-- Start --

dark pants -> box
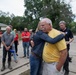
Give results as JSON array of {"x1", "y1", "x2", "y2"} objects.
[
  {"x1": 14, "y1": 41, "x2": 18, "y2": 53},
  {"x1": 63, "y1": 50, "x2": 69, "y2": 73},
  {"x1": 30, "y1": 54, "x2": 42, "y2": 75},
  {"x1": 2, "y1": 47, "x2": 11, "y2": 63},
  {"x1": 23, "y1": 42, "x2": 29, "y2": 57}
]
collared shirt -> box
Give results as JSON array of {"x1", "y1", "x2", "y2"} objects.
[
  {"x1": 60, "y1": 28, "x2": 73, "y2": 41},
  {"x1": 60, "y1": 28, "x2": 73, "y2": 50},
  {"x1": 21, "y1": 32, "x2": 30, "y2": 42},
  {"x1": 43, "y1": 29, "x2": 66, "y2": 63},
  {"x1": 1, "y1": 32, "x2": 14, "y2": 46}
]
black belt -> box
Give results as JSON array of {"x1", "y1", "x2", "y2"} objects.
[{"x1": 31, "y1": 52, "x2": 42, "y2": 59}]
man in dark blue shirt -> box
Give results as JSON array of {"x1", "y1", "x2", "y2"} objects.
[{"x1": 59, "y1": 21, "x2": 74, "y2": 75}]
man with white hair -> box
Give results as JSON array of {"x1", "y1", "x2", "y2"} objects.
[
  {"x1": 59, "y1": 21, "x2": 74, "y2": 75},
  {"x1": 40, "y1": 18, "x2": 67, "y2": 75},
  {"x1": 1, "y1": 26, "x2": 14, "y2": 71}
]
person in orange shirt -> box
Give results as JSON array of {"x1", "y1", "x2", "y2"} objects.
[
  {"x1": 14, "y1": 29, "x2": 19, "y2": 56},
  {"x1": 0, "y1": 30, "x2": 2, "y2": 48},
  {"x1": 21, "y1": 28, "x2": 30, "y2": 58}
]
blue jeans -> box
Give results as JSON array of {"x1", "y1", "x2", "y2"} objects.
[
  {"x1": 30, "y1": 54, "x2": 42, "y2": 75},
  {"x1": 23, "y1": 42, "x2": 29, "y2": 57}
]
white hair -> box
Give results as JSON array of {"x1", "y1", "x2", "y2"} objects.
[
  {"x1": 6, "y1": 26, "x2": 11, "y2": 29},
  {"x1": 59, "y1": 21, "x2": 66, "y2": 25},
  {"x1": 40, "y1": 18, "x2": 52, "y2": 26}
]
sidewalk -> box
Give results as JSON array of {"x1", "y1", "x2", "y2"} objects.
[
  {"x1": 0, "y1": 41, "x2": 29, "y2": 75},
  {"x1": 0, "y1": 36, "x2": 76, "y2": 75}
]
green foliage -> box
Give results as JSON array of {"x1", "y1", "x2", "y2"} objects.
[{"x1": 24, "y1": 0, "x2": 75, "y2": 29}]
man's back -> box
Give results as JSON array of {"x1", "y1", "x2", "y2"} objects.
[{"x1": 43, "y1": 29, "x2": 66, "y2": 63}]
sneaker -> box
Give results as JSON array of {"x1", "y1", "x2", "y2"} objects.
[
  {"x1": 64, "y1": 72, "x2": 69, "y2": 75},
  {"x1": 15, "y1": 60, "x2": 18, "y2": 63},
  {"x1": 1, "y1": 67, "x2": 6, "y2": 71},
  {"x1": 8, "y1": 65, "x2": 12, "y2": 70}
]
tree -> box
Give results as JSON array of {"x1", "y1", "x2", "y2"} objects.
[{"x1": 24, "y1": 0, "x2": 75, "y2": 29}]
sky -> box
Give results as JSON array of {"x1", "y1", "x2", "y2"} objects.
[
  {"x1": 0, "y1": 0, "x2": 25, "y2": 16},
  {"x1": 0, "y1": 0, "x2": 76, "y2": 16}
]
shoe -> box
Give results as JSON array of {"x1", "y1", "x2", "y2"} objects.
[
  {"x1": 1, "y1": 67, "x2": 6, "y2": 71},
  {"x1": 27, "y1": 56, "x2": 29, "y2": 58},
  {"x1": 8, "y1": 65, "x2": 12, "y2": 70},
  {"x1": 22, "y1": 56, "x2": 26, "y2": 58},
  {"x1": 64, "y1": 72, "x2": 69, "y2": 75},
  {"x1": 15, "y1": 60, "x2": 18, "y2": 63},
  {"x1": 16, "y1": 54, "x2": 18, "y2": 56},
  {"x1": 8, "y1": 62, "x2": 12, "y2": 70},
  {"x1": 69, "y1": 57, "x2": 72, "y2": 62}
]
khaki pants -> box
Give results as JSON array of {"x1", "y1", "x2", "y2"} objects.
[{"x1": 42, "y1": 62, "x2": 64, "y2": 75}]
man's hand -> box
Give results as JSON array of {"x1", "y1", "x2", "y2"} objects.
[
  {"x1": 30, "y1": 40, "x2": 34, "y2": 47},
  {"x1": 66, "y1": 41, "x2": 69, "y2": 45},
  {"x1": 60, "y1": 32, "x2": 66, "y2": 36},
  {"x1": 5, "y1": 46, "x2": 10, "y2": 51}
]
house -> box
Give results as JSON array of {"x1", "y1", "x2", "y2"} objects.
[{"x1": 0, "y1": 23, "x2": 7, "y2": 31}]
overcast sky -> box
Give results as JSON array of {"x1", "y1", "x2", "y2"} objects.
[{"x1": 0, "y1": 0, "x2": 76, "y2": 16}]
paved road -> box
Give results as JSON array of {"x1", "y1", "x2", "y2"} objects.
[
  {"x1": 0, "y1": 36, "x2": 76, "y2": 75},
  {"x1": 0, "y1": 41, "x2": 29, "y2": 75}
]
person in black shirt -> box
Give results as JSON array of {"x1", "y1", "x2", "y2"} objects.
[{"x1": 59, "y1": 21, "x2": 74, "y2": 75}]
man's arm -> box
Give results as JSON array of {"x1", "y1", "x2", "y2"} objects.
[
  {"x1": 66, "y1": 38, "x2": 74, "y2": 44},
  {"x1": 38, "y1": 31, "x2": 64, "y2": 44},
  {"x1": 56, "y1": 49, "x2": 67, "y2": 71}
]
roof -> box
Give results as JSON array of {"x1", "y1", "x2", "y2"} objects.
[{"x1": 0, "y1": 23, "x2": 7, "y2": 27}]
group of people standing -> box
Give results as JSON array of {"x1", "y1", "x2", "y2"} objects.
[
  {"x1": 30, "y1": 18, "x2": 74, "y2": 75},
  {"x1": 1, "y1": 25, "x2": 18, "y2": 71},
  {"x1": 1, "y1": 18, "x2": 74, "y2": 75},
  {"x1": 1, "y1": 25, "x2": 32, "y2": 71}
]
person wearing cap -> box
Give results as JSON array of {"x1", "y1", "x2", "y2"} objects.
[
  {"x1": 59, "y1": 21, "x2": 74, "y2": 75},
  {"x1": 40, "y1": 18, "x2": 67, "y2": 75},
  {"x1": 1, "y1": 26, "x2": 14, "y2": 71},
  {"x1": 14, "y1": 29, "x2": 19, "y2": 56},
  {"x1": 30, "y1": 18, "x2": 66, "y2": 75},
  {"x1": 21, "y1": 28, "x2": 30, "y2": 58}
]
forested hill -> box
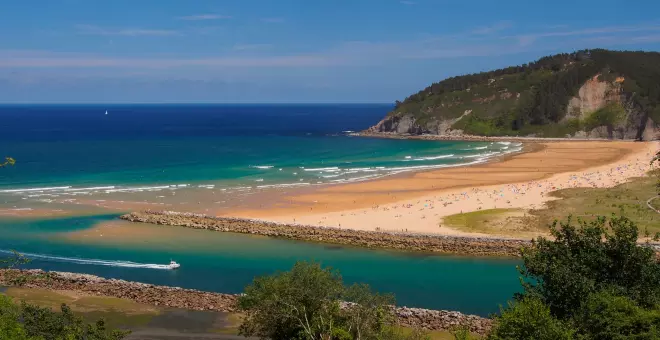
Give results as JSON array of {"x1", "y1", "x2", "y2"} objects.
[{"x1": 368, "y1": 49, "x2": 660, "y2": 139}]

-- End --
-- Start --

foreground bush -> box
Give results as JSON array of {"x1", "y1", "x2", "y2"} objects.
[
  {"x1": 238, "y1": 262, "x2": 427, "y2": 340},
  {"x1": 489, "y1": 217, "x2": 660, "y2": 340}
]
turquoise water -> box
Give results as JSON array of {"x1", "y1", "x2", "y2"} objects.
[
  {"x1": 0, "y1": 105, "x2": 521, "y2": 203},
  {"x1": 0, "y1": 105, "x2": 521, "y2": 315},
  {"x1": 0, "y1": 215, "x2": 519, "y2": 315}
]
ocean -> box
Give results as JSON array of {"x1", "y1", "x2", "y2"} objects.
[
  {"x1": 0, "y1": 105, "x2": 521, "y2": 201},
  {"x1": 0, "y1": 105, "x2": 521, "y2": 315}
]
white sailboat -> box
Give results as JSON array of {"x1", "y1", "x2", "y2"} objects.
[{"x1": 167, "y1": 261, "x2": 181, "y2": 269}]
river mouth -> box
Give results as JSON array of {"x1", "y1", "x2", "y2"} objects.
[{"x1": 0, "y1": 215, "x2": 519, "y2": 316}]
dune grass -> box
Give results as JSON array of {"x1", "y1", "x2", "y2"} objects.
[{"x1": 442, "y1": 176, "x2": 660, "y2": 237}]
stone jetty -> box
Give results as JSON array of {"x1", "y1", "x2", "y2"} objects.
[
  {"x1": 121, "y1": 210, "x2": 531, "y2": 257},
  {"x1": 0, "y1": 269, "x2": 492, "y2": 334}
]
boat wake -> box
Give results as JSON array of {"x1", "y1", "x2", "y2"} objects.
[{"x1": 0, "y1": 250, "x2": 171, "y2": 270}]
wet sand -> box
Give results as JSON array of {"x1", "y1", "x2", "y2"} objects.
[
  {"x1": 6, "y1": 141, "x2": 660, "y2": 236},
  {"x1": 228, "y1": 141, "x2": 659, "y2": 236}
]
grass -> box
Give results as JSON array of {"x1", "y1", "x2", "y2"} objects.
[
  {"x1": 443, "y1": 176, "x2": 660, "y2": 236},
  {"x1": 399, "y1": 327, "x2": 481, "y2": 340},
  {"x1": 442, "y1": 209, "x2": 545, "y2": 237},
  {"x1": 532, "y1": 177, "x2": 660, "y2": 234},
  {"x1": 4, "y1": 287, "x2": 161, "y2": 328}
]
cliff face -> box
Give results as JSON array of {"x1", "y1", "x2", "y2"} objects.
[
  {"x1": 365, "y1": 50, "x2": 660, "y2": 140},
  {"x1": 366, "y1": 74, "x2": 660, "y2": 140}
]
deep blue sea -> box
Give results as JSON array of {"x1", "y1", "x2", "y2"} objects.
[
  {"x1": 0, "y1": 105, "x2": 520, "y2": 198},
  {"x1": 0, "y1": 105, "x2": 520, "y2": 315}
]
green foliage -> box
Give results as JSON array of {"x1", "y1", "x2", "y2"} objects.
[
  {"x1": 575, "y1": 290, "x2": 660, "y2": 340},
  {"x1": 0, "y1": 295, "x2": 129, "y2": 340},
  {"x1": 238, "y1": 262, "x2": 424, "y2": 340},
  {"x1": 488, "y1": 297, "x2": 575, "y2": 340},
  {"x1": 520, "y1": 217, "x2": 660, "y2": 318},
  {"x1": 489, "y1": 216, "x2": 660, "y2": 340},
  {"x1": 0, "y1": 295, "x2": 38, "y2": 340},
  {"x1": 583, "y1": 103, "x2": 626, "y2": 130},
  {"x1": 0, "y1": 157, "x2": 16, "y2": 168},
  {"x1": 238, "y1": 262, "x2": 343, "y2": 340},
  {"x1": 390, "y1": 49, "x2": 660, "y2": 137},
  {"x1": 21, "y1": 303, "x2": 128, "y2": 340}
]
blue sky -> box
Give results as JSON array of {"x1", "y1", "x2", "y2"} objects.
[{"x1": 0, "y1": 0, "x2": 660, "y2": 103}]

-- End --
-- Start --

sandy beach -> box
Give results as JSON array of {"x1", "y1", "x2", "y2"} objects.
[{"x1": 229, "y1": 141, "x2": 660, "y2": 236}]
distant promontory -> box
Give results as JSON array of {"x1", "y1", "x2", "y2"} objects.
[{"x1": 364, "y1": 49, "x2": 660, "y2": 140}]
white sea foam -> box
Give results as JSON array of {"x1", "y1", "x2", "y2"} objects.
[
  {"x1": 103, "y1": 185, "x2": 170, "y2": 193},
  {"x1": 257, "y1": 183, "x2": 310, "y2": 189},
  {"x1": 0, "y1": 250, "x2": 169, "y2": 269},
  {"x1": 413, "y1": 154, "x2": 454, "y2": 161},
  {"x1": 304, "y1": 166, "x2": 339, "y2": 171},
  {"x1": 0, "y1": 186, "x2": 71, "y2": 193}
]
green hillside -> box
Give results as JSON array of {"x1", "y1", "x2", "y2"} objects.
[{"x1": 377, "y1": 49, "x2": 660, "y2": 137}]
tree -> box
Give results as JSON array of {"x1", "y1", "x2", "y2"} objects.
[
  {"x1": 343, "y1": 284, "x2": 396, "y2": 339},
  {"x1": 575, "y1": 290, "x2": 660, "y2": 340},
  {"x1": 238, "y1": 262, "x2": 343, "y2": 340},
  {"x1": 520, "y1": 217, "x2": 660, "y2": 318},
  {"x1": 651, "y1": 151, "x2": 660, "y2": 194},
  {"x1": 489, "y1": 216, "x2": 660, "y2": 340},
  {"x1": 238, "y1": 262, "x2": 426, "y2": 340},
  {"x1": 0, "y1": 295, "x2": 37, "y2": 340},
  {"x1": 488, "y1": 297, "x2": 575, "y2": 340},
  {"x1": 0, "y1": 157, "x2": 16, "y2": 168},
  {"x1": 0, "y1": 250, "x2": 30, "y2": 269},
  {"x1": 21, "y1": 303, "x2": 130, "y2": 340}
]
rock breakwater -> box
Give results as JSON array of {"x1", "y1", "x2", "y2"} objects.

-- End --

* Directions:
Counting with case-sensitive matching, how many lines of the material above contain the string "person"? Reply with the number alone.

* Correct output:
3